INPUT:
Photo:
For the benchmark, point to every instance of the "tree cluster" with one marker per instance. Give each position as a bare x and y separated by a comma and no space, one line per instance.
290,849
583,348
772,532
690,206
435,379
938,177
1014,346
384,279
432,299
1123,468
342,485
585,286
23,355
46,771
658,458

TASK OBJECTIVE: Every entry should be output exactly as written, please.

FULL SOLUTION:
Photo:
For the benchmark, point to every instance of the "tree cluster" with one marker per instance. Give each position as a bare x and y separated by a comma and no space, one line per instance.
290,849
583,348
772,532
690,206
435,379
938,177
1014,346
384,279
432,299
1123,468
342,485
585,286
23,355
46,771
658,458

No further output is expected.